Source:
•••••

It’s taken quite a while for Trio Wanderer to return to Haydn. Their other recording of his trios, for the now defunct Le Chant du Monde label (since reissued on Harmonia Mundi) was back in 2001, and comprised trios 39 and 43-45. Since then, they have concentrated on mostly Romantic composers, with generally acclaimed results.

The sensible approach of presenting the trios in chronological order is taken on the CD; the middle three derive from his London visits. For me, No. 40, part of the group of three that also contains the very popular Gypsy Rondo trio, is the standout. You will note in the header that I have put a question mark next to the key, shown as it appears in the booklet. All other sources of information about this work that I can find indicate that it is in F sharp minor (only the slow movement is in the major). The slow movement is essentially the same as that in Symphony No. 102, though in a different key. Sturm und Drang it may not be, but it is certainly a more sombre and intense trio than others he wrote, including the aforementioned Gypsy Rondo.

When my Piano Trio survey reached Haydn, I commented that it took me a number of listens to be convinced by the Wanderer’s dramatic and swift approach in their first recording. Would a decade and a half make a difference to their approach? The answer is no, not really, but after several listens, I’m not entirely on board this time. Much of these works is on the quieter, less showy end of the Haydn spectrum. Trio Wanderer emphasise this rather darker atmosphere, giving Haydn a depth that can be missing from other performances. However, there are still instances of his impish humour, the finales of 32 & 35 being obvious examples, and I’m not getting any smiles from Trio Wanderer. It is perhaps a little relentless, lacking some light to contrast with the shade.

•••••

Source material:

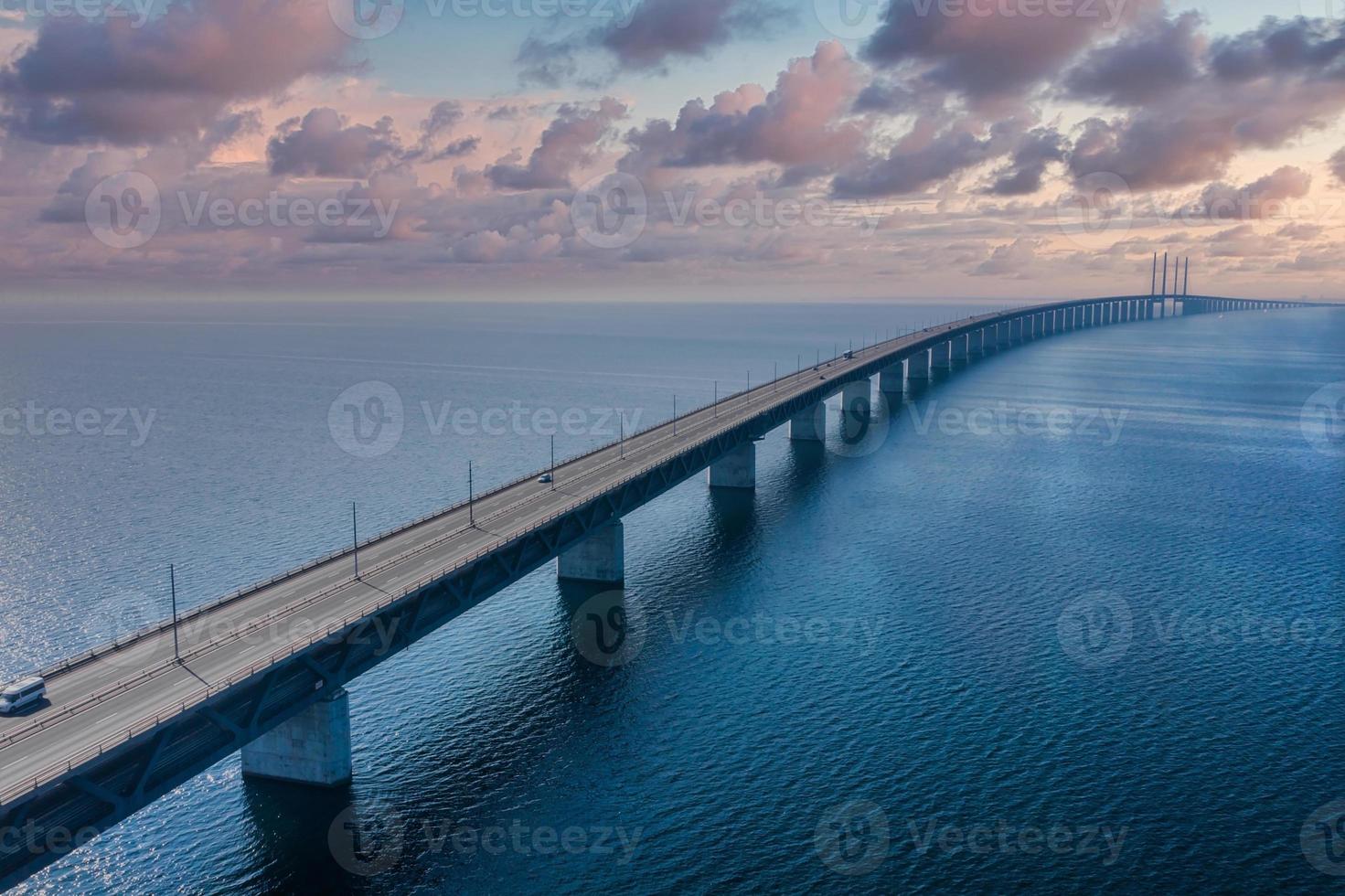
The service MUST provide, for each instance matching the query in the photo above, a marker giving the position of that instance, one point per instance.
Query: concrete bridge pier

•••••

Problem to solve:
According to the Haydn trio review, what key do all other sources give for No. 40?

Complete answer:
F sharp minor, with only the slow movement in the major.